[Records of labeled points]
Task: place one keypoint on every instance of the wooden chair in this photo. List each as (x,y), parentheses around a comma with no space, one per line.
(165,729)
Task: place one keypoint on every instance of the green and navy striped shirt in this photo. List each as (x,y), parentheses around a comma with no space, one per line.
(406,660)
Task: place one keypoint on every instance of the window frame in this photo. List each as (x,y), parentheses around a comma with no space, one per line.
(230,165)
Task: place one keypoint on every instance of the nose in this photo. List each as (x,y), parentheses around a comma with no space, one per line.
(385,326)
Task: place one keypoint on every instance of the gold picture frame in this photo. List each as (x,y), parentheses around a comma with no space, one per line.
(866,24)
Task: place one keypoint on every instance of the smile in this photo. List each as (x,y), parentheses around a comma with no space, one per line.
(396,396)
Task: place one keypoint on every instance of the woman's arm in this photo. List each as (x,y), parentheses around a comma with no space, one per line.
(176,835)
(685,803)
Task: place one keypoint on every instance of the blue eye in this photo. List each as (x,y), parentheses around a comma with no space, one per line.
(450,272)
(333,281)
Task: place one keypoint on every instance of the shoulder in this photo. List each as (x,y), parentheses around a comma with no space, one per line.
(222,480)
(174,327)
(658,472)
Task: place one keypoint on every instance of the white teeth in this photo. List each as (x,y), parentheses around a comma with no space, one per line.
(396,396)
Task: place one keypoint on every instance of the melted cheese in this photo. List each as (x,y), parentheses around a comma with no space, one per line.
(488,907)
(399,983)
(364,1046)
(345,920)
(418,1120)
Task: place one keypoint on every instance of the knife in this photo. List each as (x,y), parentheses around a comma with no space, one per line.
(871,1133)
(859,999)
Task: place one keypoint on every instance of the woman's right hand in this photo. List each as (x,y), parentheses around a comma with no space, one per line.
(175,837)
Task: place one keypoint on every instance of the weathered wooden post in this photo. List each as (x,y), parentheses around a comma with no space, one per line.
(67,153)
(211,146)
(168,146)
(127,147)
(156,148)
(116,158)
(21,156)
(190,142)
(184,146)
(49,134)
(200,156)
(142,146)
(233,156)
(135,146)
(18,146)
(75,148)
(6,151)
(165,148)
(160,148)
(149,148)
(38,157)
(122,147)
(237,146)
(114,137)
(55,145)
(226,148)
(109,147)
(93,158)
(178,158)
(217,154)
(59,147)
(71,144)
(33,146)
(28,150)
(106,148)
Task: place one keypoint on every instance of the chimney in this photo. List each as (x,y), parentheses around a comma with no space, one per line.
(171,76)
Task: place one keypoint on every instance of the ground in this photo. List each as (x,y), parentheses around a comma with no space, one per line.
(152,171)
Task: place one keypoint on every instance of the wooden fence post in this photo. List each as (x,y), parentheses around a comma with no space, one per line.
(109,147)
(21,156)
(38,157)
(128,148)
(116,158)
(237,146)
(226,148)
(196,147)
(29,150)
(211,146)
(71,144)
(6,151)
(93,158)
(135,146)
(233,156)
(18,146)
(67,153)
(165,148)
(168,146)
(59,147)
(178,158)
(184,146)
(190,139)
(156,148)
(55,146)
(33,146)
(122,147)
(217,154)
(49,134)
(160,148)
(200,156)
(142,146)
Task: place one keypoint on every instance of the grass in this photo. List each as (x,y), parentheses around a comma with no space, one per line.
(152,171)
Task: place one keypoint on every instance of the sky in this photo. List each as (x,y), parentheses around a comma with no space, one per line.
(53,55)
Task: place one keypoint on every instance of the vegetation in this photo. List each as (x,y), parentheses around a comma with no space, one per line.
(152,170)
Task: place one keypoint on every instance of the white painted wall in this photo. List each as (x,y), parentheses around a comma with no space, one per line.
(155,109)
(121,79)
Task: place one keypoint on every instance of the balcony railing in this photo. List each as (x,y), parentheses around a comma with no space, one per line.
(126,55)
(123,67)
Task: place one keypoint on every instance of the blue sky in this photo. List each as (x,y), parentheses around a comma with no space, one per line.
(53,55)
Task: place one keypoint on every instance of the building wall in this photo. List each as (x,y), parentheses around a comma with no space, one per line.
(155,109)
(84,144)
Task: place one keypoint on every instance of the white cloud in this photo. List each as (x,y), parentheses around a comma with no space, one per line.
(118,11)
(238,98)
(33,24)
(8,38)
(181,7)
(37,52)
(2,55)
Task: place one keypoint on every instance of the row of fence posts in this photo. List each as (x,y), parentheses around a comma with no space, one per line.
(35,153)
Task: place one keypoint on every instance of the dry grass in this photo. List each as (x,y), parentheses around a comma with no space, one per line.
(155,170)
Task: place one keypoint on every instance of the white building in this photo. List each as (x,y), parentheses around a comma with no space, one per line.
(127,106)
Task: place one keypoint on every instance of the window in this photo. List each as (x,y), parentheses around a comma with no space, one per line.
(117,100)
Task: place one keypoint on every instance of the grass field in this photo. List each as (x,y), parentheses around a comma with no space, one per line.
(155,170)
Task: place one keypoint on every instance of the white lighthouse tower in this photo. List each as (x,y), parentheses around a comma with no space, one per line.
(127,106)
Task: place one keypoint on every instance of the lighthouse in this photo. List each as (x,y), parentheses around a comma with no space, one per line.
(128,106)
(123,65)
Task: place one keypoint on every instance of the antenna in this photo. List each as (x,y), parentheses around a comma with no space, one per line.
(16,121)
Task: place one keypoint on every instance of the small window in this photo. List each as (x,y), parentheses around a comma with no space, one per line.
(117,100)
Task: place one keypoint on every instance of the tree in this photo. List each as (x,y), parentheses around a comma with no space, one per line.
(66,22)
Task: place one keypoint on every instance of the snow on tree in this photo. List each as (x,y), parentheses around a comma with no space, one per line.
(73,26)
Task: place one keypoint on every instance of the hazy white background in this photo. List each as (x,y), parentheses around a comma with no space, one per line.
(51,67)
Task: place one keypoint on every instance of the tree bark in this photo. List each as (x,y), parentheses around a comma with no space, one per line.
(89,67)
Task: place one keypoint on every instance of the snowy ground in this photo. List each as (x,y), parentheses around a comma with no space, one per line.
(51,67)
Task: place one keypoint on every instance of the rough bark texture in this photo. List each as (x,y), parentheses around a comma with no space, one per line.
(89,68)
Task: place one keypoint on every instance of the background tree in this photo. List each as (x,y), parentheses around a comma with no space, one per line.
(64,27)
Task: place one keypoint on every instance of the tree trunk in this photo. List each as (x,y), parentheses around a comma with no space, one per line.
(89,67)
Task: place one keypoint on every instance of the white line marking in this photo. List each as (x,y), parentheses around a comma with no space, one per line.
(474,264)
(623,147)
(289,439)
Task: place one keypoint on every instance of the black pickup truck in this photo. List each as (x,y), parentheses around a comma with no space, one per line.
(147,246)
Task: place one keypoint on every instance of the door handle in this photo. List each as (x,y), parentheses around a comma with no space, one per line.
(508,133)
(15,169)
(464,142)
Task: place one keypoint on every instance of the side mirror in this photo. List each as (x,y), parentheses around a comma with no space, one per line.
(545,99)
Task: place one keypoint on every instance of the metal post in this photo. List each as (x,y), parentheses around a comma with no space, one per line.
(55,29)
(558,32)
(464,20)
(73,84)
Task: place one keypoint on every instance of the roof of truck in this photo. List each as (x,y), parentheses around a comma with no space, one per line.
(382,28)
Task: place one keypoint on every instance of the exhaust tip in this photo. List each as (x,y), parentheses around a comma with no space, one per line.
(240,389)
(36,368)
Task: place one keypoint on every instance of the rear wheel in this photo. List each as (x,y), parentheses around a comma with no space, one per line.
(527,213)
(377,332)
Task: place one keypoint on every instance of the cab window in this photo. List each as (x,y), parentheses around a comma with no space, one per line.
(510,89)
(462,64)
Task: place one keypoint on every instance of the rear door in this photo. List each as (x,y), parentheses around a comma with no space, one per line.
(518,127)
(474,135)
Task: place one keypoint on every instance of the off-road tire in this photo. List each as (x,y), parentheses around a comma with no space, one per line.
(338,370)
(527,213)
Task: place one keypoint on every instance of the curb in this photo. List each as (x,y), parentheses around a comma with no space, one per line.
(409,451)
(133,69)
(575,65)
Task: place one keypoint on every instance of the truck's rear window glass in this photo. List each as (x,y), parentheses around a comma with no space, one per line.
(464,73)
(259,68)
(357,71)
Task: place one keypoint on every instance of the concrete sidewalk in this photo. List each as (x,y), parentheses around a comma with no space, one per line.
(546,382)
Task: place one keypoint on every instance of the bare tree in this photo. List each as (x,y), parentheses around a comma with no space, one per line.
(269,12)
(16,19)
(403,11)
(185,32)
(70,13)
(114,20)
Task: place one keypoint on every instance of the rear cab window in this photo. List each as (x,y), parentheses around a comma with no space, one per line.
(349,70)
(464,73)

_YOUR OBJECTIVE_.
Could you give again exactly the lines from the line containing "Task: place one keypoint on every instance of the curb" through the final line of the data above, and no others?

_SOLUTION TO THE EXERCISE_.
Task: place one keypoint on every instance of the curb in this photo. List each as (x,y), parentheses around a comma with no space, one per line.
(409,451)
(133,69)
(575,65)
Task: place one keypoint on every instance of the truck's rear window glass in this photo. List each as (x,y), parentheses around a comma with no space, one per line.
(464,73)
(259,68)
(357,71)
Task: place one keypoint on every instance of the concrete sidewalk in this photo. List each as (x,y), parentheses around a comma with no space, one per line.
(546,382)
Task: place one keypoint on every instance of the bare tree in this photo. List each as (x,y), parentheses around a comma with no space, one per line.
(269,12)
(16,19)
(403,11)
(185,32)
(70,13)
(114,20)
Task: place one keypoint on every instance of the rear cab window in this photo. List each as (x,y), parentheses around a comma with no space, one per line.
(349,70)
(464,73)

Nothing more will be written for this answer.